## SET PROBLEM
Count the lines in the text below that contain the string "pole", with case counting, and give only the number.

* Start *

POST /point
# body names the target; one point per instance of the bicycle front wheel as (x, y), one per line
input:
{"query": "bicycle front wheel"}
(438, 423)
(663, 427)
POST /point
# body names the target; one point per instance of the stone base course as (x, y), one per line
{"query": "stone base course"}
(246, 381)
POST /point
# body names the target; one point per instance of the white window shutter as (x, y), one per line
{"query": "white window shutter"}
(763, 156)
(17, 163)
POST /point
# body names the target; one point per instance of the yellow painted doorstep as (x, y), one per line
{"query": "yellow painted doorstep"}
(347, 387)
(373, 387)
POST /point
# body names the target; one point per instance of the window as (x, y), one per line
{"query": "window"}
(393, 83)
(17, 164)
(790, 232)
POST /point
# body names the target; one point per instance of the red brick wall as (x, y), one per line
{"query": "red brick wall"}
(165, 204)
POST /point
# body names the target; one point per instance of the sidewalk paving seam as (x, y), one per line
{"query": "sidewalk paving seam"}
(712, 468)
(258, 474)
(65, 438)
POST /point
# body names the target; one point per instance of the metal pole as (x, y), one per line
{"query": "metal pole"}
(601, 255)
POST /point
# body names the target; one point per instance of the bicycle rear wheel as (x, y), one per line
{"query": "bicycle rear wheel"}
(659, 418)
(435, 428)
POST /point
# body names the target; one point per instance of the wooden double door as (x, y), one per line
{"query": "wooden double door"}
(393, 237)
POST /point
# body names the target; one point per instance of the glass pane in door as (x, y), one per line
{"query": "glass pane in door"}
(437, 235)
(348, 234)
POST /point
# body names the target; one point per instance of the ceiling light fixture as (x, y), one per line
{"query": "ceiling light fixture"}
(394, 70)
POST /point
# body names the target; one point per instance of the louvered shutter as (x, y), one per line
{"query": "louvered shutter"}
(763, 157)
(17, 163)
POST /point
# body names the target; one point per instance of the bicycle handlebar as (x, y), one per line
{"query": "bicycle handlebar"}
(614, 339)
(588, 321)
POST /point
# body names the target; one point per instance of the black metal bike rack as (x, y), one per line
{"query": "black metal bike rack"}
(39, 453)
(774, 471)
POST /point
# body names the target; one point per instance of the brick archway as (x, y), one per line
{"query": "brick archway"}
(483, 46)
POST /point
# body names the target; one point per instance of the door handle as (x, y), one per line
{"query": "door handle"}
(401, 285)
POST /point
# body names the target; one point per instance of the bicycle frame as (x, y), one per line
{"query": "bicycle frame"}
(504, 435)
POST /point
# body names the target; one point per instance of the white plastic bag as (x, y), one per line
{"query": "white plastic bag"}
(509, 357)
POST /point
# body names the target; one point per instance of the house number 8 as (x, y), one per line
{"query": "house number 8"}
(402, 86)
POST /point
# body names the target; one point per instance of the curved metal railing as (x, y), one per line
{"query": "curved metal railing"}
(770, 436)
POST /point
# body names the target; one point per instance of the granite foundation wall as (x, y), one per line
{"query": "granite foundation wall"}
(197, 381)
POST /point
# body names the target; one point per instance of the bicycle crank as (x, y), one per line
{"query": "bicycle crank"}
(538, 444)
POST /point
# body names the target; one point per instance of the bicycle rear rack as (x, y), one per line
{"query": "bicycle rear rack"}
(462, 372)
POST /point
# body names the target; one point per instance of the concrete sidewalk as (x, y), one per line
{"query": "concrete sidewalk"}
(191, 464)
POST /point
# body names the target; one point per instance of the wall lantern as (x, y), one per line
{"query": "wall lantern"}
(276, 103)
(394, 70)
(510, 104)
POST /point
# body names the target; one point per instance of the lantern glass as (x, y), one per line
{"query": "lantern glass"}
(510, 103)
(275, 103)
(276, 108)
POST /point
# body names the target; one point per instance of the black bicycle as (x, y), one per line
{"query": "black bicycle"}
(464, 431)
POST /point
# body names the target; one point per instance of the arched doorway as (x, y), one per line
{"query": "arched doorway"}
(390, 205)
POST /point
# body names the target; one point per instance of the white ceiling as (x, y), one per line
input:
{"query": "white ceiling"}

* End *

## ANSWER TO THIS PROBLEM
2